• **GIVEN PASSAGE**:

A 40-year-old Halifax man has been handed a six-month house arrest sentence for pepper-spraying a teenager at a Halifax shopping mall.

Christopher Whittle was sentenced Wednesday. The attack happened in September, 2012.  

Whittle admitted to the attack, but said he was at his wit's end because his partner was being harassed for his sexual orientation.

Whittle's partner worked at the Dollarama store in the Halifax Shopping Centre. He told the court during Whittle's sentencing hearing that he had been subject to homophobic slurs for weeks.  

He said the constant harassment was affecting both his physical and mental health.

On the day of the attack, Whittle went to the mall to confront the girl he'd been told had been the principle tormentor. He brought a can of pepper spray with him.

After confirming the girl's identity, Whittle followed her from the mall and attacked her in the parking garage. He ran up, shoved her to the ground and pepper-sprayed her while shouting insults at her.

He then ran off. When police caught up to him early the next day, Whittle confessed.

But he and his partner have maintained throughout that they didn't know the victim was only 14 years old.

• **RECORD EXTRACTS**:
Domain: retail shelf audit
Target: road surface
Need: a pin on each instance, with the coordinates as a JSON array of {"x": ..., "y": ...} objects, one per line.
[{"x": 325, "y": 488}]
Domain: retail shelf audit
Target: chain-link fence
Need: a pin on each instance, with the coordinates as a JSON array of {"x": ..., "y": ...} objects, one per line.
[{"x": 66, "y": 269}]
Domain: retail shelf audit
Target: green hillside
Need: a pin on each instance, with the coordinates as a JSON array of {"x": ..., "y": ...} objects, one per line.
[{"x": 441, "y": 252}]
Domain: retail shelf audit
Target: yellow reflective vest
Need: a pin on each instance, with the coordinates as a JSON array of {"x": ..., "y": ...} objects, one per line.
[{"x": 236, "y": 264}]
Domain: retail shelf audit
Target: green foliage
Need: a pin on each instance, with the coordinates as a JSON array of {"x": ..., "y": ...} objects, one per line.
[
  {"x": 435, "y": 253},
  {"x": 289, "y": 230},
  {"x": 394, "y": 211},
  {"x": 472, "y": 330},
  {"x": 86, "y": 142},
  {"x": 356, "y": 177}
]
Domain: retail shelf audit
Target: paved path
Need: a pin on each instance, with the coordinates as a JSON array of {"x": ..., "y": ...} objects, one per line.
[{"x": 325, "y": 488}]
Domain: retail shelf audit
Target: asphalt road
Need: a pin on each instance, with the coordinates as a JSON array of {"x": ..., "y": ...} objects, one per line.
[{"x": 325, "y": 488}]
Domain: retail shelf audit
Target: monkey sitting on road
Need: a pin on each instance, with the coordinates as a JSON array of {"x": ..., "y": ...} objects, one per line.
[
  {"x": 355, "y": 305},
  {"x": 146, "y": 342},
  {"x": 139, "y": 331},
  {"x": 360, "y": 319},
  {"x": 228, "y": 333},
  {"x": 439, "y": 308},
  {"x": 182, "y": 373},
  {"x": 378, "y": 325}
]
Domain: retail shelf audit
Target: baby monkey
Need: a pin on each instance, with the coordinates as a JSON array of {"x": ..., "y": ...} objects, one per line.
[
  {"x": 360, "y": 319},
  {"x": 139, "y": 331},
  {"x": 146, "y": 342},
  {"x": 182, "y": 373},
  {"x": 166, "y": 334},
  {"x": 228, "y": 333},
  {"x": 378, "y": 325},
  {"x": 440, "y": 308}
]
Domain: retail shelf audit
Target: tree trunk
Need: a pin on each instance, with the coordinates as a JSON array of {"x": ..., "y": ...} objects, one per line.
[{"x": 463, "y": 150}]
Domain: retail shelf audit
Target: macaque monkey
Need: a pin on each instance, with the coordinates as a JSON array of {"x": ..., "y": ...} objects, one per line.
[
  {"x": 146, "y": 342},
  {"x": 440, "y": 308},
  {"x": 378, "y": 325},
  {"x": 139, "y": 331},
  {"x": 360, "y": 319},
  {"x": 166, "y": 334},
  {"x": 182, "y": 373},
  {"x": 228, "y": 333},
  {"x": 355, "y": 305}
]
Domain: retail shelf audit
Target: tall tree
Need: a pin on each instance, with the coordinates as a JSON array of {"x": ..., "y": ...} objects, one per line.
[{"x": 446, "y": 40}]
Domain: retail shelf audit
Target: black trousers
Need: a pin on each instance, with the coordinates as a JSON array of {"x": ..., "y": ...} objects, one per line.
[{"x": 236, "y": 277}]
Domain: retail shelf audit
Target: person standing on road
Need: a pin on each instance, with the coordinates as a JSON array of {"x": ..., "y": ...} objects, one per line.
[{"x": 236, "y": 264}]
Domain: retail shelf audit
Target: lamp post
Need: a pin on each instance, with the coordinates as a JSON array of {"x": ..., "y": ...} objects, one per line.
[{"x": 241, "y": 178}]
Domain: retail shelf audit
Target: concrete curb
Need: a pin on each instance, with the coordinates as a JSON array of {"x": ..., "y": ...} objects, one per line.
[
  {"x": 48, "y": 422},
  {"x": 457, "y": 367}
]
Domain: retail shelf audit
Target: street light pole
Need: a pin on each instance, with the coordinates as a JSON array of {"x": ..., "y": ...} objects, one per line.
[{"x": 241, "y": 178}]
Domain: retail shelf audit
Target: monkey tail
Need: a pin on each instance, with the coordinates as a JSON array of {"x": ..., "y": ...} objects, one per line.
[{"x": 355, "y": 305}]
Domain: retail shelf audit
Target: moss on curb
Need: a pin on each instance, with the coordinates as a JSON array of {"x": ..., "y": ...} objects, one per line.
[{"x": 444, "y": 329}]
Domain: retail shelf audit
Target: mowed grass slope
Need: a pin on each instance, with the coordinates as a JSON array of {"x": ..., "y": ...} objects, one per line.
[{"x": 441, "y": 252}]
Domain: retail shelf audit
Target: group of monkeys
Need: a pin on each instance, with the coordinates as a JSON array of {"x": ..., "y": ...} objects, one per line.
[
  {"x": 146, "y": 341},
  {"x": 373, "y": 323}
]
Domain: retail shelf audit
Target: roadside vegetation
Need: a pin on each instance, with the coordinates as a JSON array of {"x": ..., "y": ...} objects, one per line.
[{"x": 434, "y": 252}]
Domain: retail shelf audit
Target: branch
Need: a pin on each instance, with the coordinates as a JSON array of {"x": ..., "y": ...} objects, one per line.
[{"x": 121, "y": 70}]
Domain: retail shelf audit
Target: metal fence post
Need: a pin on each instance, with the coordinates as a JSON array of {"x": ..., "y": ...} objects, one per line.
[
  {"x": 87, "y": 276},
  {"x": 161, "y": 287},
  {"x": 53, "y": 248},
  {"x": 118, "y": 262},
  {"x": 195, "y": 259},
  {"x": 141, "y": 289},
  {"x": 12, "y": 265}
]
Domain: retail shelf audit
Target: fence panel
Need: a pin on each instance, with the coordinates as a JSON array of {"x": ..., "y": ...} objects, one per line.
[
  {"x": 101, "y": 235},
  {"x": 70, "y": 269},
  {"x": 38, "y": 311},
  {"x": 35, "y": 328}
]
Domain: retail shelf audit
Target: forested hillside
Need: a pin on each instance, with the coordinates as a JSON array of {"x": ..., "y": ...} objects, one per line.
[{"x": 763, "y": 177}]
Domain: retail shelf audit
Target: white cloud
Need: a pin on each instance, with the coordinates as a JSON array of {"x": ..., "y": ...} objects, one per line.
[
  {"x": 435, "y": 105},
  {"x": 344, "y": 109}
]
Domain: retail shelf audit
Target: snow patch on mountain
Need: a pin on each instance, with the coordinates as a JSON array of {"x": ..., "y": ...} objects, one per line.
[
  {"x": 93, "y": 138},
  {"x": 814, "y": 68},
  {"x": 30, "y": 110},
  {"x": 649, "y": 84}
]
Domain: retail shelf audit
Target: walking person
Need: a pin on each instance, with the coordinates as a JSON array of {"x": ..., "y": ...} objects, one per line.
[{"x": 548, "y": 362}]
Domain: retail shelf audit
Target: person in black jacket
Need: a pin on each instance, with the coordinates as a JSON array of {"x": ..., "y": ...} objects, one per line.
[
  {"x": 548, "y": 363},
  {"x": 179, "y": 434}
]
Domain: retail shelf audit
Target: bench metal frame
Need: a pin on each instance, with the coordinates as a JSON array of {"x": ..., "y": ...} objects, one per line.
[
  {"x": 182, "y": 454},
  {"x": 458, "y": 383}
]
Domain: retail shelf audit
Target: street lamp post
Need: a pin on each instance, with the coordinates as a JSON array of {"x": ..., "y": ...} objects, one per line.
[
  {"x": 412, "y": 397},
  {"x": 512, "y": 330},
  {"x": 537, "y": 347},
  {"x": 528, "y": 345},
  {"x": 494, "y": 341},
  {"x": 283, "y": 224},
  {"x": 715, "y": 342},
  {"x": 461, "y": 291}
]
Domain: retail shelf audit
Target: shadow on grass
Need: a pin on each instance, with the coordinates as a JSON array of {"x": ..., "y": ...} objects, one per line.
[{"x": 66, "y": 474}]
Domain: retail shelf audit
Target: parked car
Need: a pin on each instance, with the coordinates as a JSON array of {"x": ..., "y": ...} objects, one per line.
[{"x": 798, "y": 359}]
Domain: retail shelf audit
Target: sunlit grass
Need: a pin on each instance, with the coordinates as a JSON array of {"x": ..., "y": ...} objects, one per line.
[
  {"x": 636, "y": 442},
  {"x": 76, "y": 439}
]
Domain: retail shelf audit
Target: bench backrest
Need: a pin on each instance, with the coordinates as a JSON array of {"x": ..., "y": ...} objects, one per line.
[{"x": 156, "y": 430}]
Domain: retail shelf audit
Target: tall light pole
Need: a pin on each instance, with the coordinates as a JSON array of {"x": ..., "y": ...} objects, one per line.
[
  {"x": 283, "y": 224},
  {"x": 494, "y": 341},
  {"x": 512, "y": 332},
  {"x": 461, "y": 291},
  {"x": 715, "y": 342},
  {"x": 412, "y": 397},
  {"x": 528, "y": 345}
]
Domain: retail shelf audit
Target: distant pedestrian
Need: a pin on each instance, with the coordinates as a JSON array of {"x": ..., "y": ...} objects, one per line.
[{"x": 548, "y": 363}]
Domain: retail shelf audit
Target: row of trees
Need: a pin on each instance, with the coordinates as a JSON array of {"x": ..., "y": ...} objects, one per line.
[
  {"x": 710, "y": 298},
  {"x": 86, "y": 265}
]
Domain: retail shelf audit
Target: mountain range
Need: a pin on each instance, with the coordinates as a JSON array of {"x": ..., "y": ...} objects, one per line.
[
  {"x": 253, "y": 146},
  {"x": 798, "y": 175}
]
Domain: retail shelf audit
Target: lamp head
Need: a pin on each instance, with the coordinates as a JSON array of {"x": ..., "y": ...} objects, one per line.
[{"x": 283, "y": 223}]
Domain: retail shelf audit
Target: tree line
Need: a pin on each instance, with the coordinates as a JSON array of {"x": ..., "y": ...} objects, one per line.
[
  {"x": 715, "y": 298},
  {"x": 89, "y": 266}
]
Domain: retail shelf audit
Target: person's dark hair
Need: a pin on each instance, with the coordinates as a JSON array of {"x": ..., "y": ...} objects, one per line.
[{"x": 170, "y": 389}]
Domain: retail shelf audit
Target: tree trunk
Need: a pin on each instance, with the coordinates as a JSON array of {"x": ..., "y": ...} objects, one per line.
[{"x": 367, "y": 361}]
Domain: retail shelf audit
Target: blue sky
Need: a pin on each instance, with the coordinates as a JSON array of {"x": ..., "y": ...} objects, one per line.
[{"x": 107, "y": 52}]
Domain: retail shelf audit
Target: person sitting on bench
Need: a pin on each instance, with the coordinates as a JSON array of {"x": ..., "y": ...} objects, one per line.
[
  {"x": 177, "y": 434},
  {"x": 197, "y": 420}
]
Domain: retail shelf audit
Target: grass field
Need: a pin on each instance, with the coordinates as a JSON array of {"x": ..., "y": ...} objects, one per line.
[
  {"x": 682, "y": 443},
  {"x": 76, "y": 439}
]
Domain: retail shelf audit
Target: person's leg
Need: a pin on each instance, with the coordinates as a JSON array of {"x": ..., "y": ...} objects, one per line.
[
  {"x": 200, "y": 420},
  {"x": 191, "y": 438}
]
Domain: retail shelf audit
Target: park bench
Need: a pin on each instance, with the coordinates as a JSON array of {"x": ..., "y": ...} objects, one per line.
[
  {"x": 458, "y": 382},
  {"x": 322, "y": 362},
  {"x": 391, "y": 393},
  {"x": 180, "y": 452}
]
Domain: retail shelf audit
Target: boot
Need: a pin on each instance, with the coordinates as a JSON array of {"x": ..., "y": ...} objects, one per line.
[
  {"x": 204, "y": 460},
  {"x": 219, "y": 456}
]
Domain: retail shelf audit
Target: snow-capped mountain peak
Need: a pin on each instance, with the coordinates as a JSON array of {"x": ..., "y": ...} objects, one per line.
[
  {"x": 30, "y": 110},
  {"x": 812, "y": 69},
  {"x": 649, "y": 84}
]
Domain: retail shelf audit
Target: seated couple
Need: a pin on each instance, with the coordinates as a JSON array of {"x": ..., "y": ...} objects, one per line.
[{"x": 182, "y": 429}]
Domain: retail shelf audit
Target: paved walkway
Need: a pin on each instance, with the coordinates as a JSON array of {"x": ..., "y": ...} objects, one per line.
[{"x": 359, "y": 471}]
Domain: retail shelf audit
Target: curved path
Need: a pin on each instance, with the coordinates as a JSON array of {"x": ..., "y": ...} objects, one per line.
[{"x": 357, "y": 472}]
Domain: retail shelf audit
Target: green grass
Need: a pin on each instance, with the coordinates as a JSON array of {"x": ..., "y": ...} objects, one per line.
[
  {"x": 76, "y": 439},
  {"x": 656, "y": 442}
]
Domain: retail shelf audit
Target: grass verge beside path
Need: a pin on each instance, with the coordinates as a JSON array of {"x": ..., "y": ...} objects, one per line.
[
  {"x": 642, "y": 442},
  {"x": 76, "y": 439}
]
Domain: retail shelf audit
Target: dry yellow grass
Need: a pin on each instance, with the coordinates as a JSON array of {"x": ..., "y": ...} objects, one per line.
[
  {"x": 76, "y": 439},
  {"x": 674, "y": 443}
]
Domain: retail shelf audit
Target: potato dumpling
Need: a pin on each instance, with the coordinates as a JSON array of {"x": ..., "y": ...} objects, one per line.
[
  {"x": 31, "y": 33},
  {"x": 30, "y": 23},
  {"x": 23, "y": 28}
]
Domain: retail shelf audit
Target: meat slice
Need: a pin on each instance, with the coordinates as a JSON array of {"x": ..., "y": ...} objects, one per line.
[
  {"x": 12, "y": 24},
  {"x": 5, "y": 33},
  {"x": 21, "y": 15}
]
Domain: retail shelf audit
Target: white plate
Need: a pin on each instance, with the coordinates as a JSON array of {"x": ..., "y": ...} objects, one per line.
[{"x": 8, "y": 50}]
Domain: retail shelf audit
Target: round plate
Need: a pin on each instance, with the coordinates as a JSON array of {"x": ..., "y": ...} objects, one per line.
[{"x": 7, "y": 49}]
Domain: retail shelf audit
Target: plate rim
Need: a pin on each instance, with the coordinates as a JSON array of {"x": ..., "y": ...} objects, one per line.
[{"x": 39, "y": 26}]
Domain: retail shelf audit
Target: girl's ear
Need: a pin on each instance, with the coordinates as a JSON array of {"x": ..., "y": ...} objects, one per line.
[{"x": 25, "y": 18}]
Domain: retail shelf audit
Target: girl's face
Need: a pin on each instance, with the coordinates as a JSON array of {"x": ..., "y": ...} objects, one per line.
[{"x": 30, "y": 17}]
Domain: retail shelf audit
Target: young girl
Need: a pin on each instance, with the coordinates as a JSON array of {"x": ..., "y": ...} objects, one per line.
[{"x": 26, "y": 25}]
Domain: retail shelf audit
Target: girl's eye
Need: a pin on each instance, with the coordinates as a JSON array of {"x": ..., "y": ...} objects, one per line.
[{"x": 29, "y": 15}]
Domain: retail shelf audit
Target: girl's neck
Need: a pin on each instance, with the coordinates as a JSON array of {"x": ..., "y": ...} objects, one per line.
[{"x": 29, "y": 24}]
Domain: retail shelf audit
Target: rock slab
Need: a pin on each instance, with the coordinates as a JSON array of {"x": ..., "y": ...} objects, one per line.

• **INSTRUCTIONS**:
1) Repeat the part of the pepper-spray article between "Christopher Whittle was" and "insults at her.", inclusive.
2) Answer these questions from the pepper-spray article.
(a) How long is the house arrest sentence Whittle received?
(b) Where did Whittle's partner work?
(c) How old was the victim?

• **ANSWERS**:
1)
Christopher Whittle was sentenced Wednesday. The attack happened in September, 2012.  

Whittle admitted to the attack, but said he was at his wit's end because his partner was being harassed for his sexual orientation.

Whittle's partner worked at the Dollarama store in the Halifax Shopping Centre. He told the court during Whittle's sentencing hearing that he had been subject to homophobic slurs for weeks.  

He said the constant harassment was affecting both his physical and mental health.

On the day of the attack, Whittle went to the mall to confront the girl he'd been told had been the principle tormentor. He brought a can of pepper spray with him.

After confirming the girl's identity, Whittle followed her from the mall and attacked her in the parking garage. He ran up, shoved her to the ground and pepper-sprayed her while shouting insults at her.

2)
(a) Six months.
(b) At the Dollarama store in the Halifax Shopping Centre.
(c) 14 years old.